» Request
Count the lines in the listing below that contain the string "nose", treating uppercase and lowercase as different. State only the number.

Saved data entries
——

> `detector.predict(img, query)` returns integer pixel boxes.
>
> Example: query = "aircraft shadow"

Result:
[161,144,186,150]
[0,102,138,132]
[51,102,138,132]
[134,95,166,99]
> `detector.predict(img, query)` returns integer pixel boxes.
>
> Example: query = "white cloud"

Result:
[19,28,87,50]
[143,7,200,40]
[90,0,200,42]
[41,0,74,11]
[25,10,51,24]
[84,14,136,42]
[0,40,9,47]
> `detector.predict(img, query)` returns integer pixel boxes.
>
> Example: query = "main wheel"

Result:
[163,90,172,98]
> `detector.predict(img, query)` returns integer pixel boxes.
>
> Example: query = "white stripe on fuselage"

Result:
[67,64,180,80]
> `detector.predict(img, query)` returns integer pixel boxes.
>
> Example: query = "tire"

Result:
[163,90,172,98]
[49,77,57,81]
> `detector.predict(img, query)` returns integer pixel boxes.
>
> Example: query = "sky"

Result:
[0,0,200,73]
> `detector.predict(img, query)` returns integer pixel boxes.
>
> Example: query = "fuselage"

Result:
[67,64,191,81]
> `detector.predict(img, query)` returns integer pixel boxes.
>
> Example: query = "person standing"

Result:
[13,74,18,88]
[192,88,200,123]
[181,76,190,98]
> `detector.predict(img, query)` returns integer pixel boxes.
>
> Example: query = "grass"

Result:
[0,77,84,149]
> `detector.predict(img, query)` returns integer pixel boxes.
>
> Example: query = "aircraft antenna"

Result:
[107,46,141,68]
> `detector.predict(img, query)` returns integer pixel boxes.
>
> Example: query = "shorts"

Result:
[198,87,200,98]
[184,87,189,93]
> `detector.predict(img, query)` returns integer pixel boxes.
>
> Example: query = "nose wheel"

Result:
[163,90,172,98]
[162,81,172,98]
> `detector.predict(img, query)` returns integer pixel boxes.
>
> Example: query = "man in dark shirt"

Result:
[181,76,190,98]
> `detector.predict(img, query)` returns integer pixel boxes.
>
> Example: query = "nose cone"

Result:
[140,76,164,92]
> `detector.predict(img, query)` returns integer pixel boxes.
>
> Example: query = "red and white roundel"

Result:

——

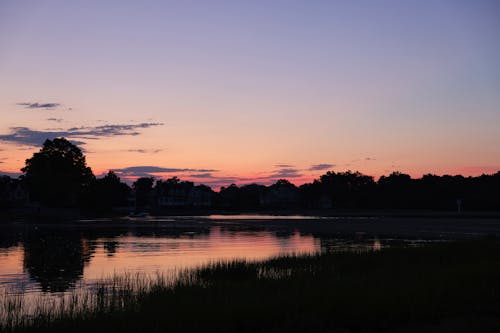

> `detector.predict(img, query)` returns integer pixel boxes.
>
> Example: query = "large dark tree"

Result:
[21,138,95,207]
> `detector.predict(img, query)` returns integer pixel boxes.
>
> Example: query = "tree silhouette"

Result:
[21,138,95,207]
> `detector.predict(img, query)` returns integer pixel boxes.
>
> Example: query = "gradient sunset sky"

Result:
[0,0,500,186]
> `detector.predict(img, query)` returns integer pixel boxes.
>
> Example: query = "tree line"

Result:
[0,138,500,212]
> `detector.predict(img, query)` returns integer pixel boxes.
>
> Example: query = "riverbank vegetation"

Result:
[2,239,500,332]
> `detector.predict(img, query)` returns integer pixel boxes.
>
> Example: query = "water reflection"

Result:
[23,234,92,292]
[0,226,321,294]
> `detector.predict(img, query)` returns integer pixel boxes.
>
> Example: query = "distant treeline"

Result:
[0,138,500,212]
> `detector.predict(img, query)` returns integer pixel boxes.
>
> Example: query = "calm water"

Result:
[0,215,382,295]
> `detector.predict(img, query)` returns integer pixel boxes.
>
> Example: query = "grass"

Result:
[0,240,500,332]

——

» Answer to this task
2